Tiny House: Klein, aber oho
Vom großen Glück auf kleinem Raum: zu Gast in einem Tiny House.
© Martin Vandory
Mehr Geld, mehr Ansehen, mehr Freiraum. Das Streben nach Wachstum ist in unserer Gesellschaft fest verankert, genauso wie für viele Menschen der Traum vom Eigenheim wichtiger Bestandteil einer erfolgreichen Lebensplanung ist. Möglichst viele Zimmer, ein eigener Garten und ein großes Grundstück waren dabei noch vor nicht allzu langer Zeit zentrale Aspekte eines idealen Zuhauses – und sind es mitunter nach wie vor. Gleichzeitig entwickelte sich in den letzten Jahren eine Gegenbewegung: weg von imposanten, Wohnraum verschlingenden Anwesen, hin zu kleinen Häuschen mit wesentlich geringeren Bau- und Folgekosten – dem Tiny House
Im Zentrum der neue Bewegung stehen dabei der Trend zur Reduktion aufs Wesentliche, aber auch Aspekte wie Nachhaltigkeit, Unabhängigkeit und Freiheit. Die winzigen Wohnstrukturen, deren Größe die eines durchschnittlichen Wohnzimmers oftmals nicht übersteigen, verkörpern weit mehr als nur eine minimalistische Lebensweise. In einer Welt, in der urbaner Raum immer kostbarer wird und der ökologische Fußabdruck zunehmend ins Bewusstsein rückt, habt sich das Tiny House vom Nischentrend zum viel diskutierten Thema entwickelt – und könnten auch in Tirol, wo die Wohnpreise bekanntlich seit geraumer Zeit für Gesprächsstoff sorgen, Teil der Lösung sein.
Was wirklich wichtig ist
Die Entscheidung für ein Tiny House muss jedoch keineswegs mit dem Verzicht auf Komfort einhergehen – im Gegenteil. Bestes Beispiel dafür ist jenes von Susanne Buratti, in dem wir an diesem herbstlichen Vormittag zu Gast sind. Nach einer stürmischen Begrüßung durch ihren aufgeweckten Dalmatiner Dexter führt uns Susanne durch die Wohnungstür ins Innere ihrer eigenen vier Wände und somit direkt ins Wohnzimmer, das sich freundlich und lichtdurchflutet präsentiert. Große Couch, bequemer Sessel, Fernseher und Soundanlage: Hier fehlt es an nichts.
☆ ☆ ☆ ☆ ☆ ☆ ☆
AUFGABEN:
a – Beantworte zum Artikel über Tiny Houses diese Fragen:
(i) Welcher Trend und welche weiteren Aspekte stehen im Zentrum der neuen Bewegung?
(ii) In welcher Region könnte das Tiny House laut dem Text Teil der Lösung sein?
(iii) Wie heißt der Hund von Susanne Buratti, und welcher Rasse gehört er an?
b – Schreibe den Artikel über Tiny Houses ab seinem letzten Satz weiter.
Die Datensätze sind eigenständiges Material.

[Ein Datenblock]
☆ ☆ ☆ ☆ ☆ ☆ ☆
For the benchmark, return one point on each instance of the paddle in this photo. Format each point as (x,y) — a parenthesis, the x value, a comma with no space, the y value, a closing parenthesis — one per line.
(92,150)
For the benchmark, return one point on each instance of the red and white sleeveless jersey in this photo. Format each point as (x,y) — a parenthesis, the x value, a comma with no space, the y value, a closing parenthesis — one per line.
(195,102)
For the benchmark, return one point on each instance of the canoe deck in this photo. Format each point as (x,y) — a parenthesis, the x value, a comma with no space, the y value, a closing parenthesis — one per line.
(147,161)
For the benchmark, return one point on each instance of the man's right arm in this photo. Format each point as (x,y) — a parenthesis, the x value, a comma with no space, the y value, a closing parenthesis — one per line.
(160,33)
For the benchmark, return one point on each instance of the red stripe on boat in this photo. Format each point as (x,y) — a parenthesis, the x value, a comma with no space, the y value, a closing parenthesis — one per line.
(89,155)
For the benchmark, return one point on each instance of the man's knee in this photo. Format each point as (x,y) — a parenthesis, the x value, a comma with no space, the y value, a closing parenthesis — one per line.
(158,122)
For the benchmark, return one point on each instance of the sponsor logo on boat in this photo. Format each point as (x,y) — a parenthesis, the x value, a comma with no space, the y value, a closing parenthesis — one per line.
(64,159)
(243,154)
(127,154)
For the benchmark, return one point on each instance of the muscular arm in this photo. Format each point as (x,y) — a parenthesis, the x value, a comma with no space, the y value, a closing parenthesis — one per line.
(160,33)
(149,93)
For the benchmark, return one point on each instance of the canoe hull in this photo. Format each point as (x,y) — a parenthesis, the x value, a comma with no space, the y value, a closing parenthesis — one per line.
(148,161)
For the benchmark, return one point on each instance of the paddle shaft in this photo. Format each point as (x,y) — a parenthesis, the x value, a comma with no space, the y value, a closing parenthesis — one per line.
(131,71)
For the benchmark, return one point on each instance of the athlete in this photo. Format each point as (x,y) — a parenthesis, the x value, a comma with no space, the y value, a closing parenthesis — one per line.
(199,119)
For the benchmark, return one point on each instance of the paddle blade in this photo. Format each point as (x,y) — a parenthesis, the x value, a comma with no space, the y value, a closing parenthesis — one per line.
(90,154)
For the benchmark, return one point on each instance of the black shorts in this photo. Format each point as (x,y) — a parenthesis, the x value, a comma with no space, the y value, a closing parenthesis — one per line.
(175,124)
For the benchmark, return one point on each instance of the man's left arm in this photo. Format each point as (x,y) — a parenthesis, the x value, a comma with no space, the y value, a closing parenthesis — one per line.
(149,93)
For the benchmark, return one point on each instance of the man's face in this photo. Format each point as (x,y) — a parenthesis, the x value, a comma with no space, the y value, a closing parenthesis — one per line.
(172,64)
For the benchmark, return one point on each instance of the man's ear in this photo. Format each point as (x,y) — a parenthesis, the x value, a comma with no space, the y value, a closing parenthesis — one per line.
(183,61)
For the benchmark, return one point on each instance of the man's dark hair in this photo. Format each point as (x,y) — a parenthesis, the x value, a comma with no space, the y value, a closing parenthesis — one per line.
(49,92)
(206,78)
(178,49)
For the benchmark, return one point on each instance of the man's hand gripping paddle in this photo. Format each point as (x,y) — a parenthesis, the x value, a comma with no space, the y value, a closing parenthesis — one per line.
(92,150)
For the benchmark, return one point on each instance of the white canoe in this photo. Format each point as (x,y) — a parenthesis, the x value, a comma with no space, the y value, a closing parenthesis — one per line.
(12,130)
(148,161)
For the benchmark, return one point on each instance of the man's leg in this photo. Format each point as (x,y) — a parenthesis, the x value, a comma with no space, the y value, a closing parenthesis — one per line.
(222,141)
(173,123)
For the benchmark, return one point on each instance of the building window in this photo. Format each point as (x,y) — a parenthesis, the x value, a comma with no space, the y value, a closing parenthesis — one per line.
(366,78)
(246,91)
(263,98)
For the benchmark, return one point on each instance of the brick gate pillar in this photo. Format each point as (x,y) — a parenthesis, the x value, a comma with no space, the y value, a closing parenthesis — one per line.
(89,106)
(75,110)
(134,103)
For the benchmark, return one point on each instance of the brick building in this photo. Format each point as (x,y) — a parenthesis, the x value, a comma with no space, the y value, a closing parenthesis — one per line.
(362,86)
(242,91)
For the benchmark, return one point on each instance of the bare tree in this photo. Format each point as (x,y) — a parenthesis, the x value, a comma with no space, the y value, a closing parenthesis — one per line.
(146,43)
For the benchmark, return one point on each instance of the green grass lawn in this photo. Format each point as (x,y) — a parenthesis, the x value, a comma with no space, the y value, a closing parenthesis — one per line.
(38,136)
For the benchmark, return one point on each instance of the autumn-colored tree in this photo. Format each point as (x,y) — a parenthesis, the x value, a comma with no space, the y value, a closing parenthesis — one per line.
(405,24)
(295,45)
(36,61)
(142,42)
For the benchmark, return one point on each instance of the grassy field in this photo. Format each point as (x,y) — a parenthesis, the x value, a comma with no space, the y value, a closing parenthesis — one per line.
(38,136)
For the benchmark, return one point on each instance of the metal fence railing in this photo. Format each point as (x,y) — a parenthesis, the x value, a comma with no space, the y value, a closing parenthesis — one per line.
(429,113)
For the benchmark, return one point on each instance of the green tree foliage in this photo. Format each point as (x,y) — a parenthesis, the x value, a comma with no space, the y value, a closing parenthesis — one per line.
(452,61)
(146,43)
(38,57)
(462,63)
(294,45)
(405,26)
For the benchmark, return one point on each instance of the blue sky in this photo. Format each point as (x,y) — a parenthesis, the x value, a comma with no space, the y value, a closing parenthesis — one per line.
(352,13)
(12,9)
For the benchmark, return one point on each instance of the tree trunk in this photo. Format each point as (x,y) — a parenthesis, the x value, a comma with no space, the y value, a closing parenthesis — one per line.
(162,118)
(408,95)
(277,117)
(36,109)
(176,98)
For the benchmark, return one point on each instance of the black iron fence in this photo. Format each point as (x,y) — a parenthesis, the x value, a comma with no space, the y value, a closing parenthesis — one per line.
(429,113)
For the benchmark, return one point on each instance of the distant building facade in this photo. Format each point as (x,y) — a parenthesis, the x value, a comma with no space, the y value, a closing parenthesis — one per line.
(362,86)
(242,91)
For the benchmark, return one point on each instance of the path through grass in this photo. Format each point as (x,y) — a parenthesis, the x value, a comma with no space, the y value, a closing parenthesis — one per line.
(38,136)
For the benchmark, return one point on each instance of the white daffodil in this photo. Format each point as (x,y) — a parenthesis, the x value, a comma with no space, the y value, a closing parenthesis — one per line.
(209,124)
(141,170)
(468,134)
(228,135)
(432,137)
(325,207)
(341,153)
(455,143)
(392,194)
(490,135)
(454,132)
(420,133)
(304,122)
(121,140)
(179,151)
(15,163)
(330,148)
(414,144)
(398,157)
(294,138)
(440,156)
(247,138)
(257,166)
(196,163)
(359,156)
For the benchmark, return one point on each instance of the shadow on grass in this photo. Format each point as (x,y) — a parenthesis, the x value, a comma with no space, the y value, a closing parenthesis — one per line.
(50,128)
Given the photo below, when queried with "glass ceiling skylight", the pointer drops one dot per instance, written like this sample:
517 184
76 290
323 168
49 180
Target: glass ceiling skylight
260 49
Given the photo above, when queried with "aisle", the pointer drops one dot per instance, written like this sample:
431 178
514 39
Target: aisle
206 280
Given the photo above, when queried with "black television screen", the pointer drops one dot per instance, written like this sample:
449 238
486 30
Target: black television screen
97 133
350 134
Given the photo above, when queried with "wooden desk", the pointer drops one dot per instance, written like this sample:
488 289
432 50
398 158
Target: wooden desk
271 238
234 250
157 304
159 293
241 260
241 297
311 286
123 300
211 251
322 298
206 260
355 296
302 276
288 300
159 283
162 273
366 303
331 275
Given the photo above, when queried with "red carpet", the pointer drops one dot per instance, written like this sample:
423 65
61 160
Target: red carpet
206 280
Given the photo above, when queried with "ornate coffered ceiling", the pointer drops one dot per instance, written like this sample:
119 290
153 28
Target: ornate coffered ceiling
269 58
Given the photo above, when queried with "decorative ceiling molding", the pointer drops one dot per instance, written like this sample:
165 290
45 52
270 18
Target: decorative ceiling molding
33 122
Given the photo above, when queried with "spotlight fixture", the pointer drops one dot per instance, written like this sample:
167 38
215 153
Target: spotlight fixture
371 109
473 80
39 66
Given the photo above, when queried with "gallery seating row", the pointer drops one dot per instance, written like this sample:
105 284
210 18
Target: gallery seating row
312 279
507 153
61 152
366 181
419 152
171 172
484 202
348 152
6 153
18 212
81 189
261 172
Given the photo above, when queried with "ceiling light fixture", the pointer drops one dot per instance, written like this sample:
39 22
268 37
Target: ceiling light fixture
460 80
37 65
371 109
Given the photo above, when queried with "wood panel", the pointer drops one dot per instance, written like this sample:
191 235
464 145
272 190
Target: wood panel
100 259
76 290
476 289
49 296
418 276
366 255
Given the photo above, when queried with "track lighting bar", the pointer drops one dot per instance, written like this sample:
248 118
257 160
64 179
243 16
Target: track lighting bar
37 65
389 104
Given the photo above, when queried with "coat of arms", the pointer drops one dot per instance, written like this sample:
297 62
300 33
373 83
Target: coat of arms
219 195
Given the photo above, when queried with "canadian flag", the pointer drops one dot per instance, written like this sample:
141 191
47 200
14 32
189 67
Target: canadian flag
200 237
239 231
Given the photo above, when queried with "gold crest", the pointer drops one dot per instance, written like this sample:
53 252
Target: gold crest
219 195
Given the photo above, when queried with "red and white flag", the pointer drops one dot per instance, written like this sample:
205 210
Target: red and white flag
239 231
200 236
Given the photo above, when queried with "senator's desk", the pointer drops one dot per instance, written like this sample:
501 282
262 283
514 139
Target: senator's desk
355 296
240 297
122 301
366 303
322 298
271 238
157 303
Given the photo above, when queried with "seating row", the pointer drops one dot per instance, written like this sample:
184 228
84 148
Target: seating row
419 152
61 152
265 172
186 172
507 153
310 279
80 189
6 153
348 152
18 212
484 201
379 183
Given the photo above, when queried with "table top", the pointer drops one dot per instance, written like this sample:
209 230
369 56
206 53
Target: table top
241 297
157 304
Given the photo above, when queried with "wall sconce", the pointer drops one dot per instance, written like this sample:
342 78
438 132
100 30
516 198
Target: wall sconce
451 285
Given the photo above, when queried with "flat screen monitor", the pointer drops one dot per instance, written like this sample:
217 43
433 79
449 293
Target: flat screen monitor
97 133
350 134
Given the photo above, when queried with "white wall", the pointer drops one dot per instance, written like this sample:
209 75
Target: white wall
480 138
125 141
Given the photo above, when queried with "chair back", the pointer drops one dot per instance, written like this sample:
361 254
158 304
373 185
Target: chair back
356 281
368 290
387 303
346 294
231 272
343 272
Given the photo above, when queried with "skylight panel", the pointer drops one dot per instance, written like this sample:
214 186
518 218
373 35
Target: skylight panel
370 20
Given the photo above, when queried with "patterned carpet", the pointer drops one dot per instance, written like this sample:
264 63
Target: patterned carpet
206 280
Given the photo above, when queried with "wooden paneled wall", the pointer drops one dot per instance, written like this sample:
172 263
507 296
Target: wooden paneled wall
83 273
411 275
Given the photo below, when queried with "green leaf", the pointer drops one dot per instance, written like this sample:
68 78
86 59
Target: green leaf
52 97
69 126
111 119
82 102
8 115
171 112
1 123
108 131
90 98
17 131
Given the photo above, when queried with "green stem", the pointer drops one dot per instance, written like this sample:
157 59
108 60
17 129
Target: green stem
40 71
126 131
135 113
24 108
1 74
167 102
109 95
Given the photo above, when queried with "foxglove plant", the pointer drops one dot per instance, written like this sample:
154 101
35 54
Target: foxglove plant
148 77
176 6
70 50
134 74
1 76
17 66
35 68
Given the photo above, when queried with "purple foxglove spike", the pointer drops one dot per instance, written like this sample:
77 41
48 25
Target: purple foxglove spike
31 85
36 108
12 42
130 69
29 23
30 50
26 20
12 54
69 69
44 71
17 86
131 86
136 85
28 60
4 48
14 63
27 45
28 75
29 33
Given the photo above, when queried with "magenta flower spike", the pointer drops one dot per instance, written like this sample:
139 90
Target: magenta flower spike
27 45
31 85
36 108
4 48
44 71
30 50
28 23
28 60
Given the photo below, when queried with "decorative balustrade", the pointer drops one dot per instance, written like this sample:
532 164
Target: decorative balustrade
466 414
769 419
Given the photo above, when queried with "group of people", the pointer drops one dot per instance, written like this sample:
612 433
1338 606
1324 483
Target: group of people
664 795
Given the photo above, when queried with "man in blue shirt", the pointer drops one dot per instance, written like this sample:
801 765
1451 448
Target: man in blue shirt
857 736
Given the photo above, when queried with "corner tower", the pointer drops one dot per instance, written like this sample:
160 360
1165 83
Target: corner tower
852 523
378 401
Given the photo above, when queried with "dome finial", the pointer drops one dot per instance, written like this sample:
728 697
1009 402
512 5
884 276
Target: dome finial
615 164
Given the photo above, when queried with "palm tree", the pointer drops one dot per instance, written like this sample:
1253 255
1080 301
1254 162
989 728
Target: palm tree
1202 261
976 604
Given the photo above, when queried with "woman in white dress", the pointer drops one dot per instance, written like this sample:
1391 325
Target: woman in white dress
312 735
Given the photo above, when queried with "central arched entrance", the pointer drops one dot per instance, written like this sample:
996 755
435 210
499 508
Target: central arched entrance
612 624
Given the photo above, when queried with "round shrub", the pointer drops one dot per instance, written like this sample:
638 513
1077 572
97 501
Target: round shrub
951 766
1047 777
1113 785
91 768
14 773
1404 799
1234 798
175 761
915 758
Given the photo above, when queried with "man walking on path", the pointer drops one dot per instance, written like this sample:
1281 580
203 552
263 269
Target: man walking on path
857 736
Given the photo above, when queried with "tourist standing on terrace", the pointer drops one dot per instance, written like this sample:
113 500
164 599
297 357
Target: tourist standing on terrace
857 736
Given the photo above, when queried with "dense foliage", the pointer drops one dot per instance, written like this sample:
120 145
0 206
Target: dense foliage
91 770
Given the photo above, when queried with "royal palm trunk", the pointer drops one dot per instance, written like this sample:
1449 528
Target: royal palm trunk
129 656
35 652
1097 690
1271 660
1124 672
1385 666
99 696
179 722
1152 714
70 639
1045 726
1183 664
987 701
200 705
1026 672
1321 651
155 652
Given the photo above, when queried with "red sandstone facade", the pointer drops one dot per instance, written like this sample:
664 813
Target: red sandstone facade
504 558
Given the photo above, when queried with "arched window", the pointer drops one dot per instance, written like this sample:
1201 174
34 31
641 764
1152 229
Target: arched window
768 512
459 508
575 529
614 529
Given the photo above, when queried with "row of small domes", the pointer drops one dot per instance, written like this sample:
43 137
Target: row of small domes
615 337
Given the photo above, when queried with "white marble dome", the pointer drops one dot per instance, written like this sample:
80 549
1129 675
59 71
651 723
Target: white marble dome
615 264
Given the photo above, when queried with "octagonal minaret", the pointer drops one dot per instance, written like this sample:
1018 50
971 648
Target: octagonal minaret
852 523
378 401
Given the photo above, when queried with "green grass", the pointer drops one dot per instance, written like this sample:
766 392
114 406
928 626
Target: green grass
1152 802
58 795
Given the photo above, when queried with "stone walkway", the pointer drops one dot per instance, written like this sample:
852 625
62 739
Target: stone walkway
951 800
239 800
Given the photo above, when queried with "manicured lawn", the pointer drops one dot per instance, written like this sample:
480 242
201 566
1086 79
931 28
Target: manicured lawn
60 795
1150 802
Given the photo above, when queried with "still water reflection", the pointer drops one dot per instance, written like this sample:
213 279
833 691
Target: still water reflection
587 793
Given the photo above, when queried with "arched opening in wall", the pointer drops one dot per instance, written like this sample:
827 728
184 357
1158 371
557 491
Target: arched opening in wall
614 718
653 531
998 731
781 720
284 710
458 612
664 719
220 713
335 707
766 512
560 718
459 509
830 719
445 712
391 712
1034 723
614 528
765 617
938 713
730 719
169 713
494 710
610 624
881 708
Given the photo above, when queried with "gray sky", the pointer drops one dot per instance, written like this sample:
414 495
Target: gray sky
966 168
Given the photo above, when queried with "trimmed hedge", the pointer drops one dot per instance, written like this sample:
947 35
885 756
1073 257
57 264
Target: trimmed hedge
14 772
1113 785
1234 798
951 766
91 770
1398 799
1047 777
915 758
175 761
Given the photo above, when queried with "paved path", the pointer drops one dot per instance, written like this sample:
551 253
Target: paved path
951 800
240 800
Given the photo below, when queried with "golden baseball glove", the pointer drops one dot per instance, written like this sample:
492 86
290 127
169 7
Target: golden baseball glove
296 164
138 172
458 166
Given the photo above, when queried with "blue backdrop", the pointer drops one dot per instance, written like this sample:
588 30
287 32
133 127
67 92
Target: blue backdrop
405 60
☆ ☆ ☆ ☆ ☆ ☆ ☆
LÖSUNGEN:
a –
(i) Der Trend zur Reduktion aufs Wesentliche sowie Nachhaltigkeit, Unabhängigkeit und Freiheit.
(ii) In Tirol.
(iii) Er heißt Dexter und ist ein Dalmatiner.

b –
Obwohl ihr Tiny House mit einer Wohnfläche von 50 Quadratmetern auf einem 150-Quadratmeter-Grundstück recht großzügig bemessen ist und sich gerade noch als solches bezeichnen darf, musste sich Susanne bei ihrem Auszug aus einer 90-Quadratmeter-Wohnung von einem Großteil ihres Hab und Guts trennen, wie sie erzählt: „Rund zwei Drittel meiner Kleidung habe ich entsorgt, weil ich schlichtweg keinen Platz mehr dafür hatte. Aber es waren nicht nur Kleidungsstücke. Über die Jahre sammeln wir eine Vielzahl an Dingen an, die dann in Kellerräumen und auf Dachböden gelagert werden.“ In Ermangelung dieser besitzt Susanne mittlerweile nur noch, was sie tatsächlich braucht und ihr wirklich am Herzen liegt.
Neuanfang
Als sie ihr Häuschen vor vier Jahren bezog, durfte sie sich bei der Einrichtung komplett spielen, nur Küche und Bad waren bereits eingebaut. Entdeckt hatte sie es im Internet durch Zufall: „Meine Vermieterin hatte es unter der Kategorie „Sonstiges“ inseriert, meinte, es sei ja irgendwie kein richtiges Haus, aber Wohnung eben auch keine.“ Als sie dann zum ersten Mal über die Schwelle trat, war es Liebe auf den ersten Blick. Ehe sie es sich versah, nannte Susanne ein Tiny House ihr Zuhause. Gestaltet hat sie es mit viel Liebe und Hingabe. Sie ließ sich von ihren liebsten Urlaubsländern inspirieren und nahm sich ausreichend Zeit, um herauszufinden, wie sich der begrenzte Raum bestmöglich nutzen lässt. Ein ausziehbarer und absenkbarer Tisch oder ein faltbarer Wäschekorb und Eimer sind nur einige der Gadgets, die ihr dabei helfen.
Glücksfall
Neben dem Wohnzimmer liegen Schlaf- und Badezimmer – abgetrennt durch platzsparende Schiebetüren – bevor der Raum fließend in eine offene Wohnküche übergeht. Der Blick geht hinaus ins Grüne, auf eine liebevoll gestaltete Terrasse samt gemütlichem Pavillon, der ein besonderes Urlaubsflair versprüht. Das Gras ist dank Rasenroboter Charly stets perfekt getrimmt.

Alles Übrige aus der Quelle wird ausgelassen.